[START OF DATA FOR PROCESSING]

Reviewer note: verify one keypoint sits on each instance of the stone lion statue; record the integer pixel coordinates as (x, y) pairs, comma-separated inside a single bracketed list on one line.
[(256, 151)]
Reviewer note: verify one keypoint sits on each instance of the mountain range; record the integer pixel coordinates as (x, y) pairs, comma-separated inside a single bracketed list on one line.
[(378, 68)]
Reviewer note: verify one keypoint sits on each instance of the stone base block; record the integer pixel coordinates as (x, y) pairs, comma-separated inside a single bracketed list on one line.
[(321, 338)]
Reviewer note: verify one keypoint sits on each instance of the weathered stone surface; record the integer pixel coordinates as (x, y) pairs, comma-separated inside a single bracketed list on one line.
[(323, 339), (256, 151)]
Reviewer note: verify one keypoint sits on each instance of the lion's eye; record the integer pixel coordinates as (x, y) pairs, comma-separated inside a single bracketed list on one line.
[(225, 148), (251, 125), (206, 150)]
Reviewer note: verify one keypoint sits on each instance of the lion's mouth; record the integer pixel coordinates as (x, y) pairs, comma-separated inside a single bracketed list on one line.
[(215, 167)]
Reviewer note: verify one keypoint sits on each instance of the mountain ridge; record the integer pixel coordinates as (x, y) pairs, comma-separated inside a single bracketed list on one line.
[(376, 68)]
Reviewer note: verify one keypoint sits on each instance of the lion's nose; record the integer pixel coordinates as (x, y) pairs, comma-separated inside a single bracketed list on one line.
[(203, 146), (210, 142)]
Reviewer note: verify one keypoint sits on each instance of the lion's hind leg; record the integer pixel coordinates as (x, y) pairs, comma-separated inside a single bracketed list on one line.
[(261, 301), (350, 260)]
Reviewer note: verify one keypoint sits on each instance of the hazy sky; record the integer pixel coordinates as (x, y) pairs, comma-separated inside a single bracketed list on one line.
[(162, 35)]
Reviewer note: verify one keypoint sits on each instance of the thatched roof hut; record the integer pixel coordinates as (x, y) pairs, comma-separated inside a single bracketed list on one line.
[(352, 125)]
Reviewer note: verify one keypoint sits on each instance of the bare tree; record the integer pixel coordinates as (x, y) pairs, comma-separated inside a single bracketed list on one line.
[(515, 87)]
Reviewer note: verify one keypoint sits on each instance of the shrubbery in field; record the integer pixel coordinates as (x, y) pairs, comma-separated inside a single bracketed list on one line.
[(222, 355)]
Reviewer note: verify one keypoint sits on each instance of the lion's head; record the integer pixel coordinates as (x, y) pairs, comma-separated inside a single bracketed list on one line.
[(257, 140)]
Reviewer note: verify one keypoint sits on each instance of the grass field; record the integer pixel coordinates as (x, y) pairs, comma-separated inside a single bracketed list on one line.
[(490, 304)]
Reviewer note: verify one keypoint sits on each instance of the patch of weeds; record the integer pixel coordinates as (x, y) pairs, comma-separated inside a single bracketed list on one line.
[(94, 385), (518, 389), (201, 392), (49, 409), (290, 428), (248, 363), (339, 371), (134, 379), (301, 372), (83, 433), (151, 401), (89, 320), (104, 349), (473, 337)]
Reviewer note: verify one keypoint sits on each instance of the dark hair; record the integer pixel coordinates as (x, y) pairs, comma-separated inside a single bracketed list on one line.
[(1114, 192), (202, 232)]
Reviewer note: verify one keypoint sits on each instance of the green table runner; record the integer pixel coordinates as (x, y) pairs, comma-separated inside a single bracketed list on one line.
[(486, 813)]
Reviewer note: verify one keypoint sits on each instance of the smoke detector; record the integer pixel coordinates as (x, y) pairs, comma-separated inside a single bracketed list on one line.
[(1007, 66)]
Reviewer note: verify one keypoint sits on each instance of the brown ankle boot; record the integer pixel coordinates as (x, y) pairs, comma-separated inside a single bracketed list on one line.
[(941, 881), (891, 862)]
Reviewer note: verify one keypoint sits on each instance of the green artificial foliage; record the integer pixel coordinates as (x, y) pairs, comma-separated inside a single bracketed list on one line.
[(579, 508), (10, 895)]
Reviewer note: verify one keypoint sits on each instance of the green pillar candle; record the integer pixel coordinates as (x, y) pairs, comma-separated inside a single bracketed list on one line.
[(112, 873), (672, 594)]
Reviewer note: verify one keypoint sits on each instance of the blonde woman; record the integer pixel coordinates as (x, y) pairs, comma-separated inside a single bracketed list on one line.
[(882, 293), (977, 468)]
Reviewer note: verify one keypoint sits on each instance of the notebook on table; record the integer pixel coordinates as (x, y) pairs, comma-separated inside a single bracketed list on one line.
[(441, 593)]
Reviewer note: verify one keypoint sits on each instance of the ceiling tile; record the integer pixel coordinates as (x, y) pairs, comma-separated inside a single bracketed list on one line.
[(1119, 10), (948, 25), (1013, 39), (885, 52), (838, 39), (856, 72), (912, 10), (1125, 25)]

[END OF DATA FOR PROCESSING]

* [TASK TO CARRY OUT]
Could you write out the stretch of the material above from the line containing "of the thatched" through the line containing "[(352, 125)]", both ends included, shifting every coordinate by adding 56 to each number and leaving the rest of the lines unchanged?

* [RESPONSE TO THE EXERCISE]
Reviewer note: verify one keypoint sits on each instance of the thatched roof hut; record the integer pixel coordinates as (x, y) pairs, comma-separated inside a single bracketed list on one line.
[(408, 181)]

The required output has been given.